▸ Trecho fornecido
- - -
Quanto ao vício de fundamentação substancial é matéria que cabe já na apreciação do mérito e que se apreciará seguidamente.

6.1. A questão em apreciação nos autos tem sido objecto de inúmeras decisões proferidas pelos tribunais tributários, quer de 1ª instância, quer pelos tribunais superiores.

A jurisprudência dos tribunais superiores tributários fixou-se no seguinte termos:

a) Quanto às liquidações de IRS dos anos de 1995 e anteriores a Administração Tributária não podia exigir aos contribuintes novo atestado médico ao abrigo da Circular Normativa nº 22/DSO, de 15.12. da DGS (neste sentido, entre muitos outros, v. os Acórdãos do STA, de 21.2.2001 –Recursos nºs 25.729 e 26.684 e de 14.2.2001 –Recurso nº 24.351)

b) Quanto às liquidações dos anos de 1996 e seguintes, estando já em vigor em 31.12.1996 o Decreto Lei nº 202/96, que entrou em vigor em 30.11.1996, a jurisprudência fixou-se no sentido de que a Administração Tributária poderia exigir aos respectivos contribuintes a prova da incapacidade declarada, efectuada de acordo com os novos critérios legais, sob pena de, não sendo tal prova realizada, não haver lugar ao respectivo benefício (neste sentido, entre muitos outros, v. os Acórdãos do STA, de 9.5.2001 –Recurso nº 25.991, de 21.2.2001 –Recurso nº 25.810 e o recente Acórdão deste Tribunal, de 1.7.2004 –Recurso nº 16/2004)

No caso em apreço temos uma liquidação adicional referente ao ano de 1995 e outra referente ao ano de 1996.

Seguindo a orientação jurisprudencial acima referida e com a fundamentação exposta nos arestos citados, para os quais remetemos, temos então que o recurso não merece provimento quanto ao ano de 1995, já que a Administração Tributária não podia exigir o atestado médico emitido ao abrigo da citada circular.

O recurso, todavia, procede relativamente à liquidação do ano de 1996, já que os recorridos não apresentaram o documento exigido nos termos legais para poderem obter o benefício fiscal em causa.
- - -
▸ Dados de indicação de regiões
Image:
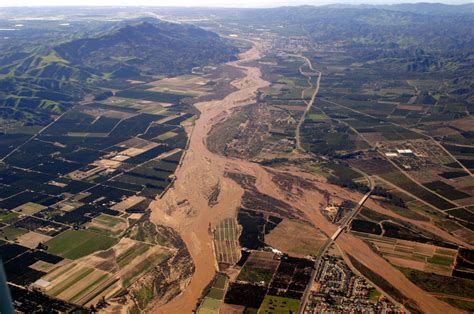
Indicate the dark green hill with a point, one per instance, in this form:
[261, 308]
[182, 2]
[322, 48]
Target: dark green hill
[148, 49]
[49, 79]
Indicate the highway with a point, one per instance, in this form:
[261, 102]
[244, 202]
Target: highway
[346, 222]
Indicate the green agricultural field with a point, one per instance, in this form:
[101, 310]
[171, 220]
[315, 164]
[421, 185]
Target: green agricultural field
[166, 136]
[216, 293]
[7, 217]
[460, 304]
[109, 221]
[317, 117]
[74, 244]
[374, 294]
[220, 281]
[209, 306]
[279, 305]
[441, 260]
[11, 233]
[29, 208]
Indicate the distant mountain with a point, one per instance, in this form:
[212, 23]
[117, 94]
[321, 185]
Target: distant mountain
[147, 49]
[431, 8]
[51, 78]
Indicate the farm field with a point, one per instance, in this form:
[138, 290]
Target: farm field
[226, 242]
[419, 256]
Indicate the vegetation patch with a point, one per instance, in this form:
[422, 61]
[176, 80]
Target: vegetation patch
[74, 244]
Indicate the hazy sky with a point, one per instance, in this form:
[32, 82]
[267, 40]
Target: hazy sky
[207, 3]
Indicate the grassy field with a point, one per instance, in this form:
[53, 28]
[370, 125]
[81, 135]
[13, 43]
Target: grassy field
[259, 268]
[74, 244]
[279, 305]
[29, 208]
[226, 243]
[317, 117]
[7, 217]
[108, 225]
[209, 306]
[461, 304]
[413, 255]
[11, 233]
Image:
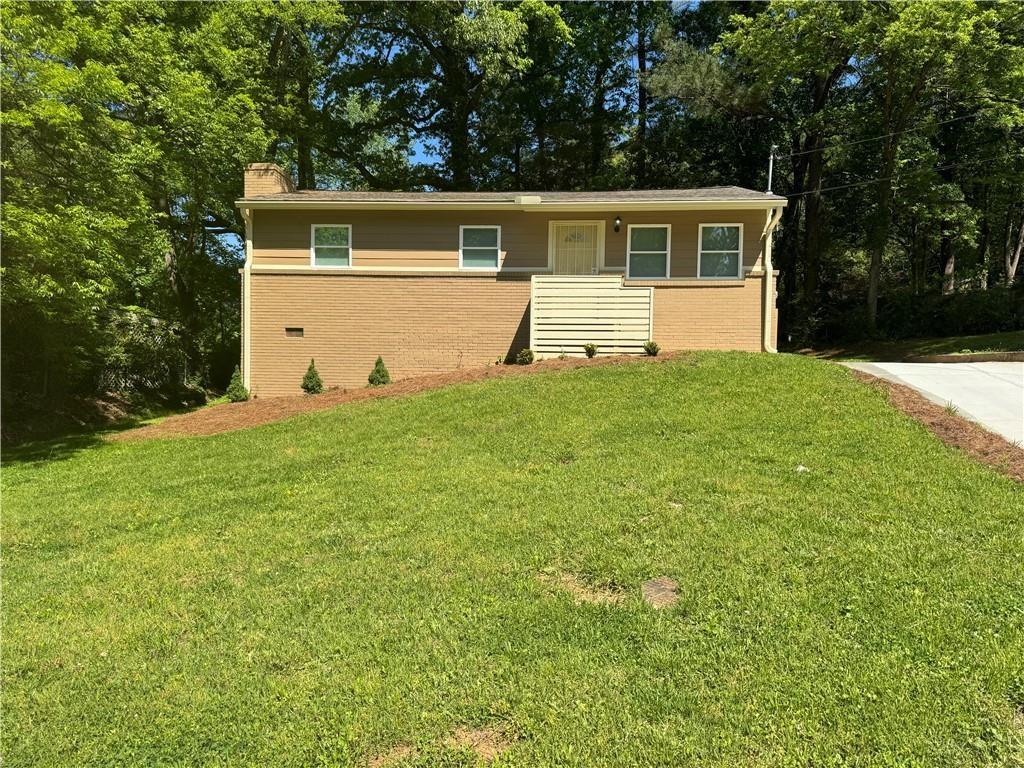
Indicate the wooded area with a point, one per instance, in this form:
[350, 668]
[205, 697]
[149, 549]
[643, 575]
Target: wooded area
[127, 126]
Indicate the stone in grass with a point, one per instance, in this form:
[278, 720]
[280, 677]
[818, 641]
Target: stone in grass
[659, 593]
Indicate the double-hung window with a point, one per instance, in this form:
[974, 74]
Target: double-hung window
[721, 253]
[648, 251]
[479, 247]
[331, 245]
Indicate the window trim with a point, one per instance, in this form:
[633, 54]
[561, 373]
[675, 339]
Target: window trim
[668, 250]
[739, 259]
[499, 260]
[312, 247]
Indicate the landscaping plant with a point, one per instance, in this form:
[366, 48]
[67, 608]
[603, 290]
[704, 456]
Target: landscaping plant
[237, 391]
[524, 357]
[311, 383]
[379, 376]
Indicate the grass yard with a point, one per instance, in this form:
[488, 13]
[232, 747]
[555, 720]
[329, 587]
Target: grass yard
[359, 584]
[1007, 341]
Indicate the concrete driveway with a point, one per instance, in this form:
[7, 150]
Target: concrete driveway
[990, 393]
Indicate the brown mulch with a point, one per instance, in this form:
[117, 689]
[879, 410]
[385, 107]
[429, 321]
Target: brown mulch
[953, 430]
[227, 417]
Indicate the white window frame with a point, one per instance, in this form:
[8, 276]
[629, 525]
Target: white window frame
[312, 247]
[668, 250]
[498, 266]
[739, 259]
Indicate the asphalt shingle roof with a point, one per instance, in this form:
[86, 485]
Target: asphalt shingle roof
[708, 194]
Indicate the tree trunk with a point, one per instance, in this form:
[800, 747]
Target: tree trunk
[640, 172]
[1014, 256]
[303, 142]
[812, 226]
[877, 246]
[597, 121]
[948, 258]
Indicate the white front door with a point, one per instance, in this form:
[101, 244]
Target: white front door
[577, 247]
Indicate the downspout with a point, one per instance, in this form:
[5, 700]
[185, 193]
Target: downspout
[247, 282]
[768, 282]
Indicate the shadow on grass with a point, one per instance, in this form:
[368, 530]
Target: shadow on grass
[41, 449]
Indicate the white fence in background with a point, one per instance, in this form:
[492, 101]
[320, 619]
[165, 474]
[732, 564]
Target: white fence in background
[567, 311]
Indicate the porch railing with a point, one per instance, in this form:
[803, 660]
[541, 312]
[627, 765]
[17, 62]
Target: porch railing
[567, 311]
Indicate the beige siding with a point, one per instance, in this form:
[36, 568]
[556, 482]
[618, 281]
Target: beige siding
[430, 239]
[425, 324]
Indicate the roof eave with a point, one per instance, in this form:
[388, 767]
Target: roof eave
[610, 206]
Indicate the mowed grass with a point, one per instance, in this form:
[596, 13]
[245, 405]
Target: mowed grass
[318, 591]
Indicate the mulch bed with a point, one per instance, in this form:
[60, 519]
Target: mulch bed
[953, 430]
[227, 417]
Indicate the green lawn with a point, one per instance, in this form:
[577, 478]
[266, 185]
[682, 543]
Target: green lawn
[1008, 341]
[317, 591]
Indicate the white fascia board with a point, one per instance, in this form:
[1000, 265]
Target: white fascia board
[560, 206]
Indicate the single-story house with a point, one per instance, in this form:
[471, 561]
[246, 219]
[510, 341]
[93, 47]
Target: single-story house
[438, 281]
- - -
▸ Tarefa A
Segundo o trecho fornecido, em que data entrou em vigor o Decreto Lei nº 202/96?
▸ Tarefa B
Transcreva do trecho fornecido a parte que começa em "a) Quanto às" e segue até "14.2.2001 –Recurso nº 24.351)", sem mudar nada.

▸ Resposta A
Em 30.11.1996.

▸ Resposta B
a) Quanto às liquidações de IRS dos anos de 1995 e anteriores a Administração Tributária não podia exigir aos contribuintes novo atestado médico ao abrigo da Circular Normativa nº 22/DSO, de 15.12. da DGS (neste sentido, entre muitos outros, v. os Acórdãos do STA, de 21.2.2001 –Recursos nºs 25.729 e 26.684 e de 14.2.2001 –Recurso nº 24.351)